▶ _What is needed_:
Tally the lines below that contain the string "shirt", and give only that number.

+ + + + +

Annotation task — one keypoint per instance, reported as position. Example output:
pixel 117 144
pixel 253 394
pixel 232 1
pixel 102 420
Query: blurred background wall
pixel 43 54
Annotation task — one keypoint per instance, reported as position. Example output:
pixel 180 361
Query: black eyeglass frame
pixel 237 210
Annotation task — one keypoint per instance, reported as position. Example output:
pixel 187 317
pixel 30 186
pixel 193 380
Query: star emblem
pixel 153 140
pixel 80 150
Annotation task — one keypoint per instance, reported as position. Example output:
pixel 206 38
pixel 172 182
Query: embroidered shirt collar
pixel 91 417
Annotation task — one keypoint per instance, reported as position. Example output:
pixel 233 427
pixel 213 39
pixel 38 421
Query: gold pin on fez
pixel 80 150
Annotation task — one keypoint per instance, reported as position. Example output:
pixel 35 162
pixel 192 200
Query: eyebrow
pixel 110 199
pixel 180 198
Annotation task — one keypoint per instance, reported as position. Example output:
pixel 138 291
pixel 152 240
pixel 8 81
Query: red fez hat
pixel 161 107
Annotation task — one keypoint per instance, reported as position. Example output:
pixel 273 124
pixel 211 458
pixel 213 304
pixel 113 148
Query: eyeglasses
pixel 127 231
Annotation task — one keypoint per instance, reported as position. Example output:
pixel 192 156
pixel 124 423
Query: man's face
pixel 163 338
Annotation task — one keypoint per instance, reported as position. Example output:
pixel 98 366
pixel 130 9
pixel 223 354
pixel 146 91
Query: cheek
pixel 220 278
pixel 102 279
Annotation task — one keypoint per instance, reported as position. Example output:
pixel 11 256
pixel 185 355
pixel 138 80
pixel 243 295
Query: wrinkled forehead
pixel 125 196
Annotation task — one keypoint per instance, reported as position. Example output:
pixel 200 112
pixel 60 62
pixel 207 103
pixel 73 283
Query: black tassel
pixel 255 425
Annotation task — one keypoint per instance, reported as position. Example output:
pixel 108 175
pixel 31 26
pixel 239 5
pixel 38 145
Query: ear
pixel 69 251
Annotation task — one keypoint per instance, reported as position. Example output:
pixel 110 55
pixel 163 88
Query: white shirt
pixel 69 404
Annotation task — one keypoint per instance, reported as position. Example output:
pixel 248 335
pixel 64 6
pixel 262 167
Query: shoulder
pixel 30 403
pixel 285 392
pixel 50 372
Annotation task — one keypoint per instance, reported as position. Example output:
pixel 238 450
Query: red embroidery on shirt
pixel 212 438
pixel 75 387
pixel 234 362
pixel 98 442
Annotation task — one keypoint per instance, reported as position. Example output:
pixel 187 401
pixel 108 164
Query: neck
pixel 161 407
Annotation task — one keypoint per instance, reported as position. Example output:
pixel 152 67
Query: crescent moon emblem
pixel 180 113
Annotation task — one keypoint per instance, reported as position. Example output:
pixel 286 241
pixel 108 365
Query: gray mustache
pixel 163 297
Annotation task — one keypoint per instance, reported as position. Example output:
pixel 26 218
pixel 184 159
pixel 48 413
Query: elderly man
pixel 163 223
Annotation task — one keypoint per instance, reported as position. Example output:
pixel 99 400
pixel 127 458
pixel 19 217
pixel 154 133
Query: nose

+ + + + +

▶ _Exercise output_:
3